Selected excerpt ::
*** Begin section ***

Saturday, May 26, 2007

Cape Wind, the subject of the recently published Cape Wind ( Co-Authored by the Providence Journal's Robert Whitcomb ) is scheduled to complete the permitting phase of the project in the summer of 2008. If all goes according to ( Cape Wind's ) plan, 130 windmills will be up and running in Nantucket Sound in 2010.

There is much opposition to the Cape Wind project. A very Un-Don Quixote like crowd, reportedly led in a low key manner by Senator Edward M. Kennedy D-Massachusetts, has been tilting at these planned windmills for years.

This project is all about saving energy. In average winds, the 130 turbines will produce three quarters of the electricity used by Cape Cod, Nantucket and Martha's Vineyard. The project will create nearly 1,000 jobs, , offset the need for fossil fuels and make for cleaner air in the region, according to Cape Wind officials.

Those who are for the project claim that many of those who are against it are well to do folks, many of whom have summer homes on The Cape and The Islands. This camp also claims that many such opponents to the project are liberals who, for years, have been advocating alternative energy sources.

In other words, they're NIMBYs. People who say, " Sure, I'm for that, but Not In My Back Yard. "

I live pretty near where the Cape Wind project's 130 windmills might be contructed. On the south coast of Rhode Island. We're close - as the seagull flies, of course. If I had a boat, or a small plane, I could be there in no time flat.

I'm pretty liberal. I've been mouthing off for years about the need for alternative energy sources. What would my position be if I lived in the area that would benefit - or not, depending on your point of view - from Cape Wind? It might just be as follows:

My wife and I have four TVs, three stereo systems, seven radios, two computers, two refrigerators, two stoves, a washing machine, a dryer, a dishwasher, two microwave ovens, a garbage disposal, two ceiling fans, ten lamps, an electric toothbrush and an electric can opener.

*** End section ***

Directions ::
**a.** According to the post on Cape Wind, when is the project scheduled to complete its permitting phase?
**b.** Which places does the post on Cape Wind name as the areas whose electricity use the 130 turbines would cover three quarters of in average winds?

Extracted data ::
*** Begin section ***

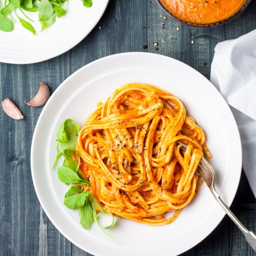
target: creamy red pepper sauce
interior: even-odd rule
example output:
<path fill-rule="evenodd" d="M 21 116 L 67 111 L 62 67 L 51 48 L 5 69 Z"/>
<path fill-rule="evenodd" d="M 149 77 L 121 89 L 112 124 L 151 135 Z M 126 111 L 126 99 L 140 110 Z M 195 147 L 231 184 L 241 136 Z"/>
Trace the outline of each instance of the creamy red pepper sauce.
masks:
<path fill-rule="evenodd" d="M 214 22 L 229 17 L 244 0 L 160 0 L 181 18 L 201 23 Z"/>

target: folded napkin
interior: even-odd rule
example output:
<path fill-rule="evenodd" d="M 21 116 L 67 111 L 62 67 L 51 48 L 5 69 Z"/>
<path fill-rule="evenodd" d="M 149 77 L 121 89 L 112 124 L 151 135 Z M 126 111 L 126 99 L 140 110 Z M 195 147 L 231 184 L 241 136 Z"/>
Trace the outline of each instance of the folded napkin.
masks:
<path fill-rule="evenodd" d="M 211 82 L 231 106 L 241 137 L 243 167 L 256 197 L 256 29 L 218 43 Z"/>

*** End section ***

Answers by item number ::
**a.** The summer of 2008.

**b.** Cape Cod, Nantucket and Martha's Vineyard.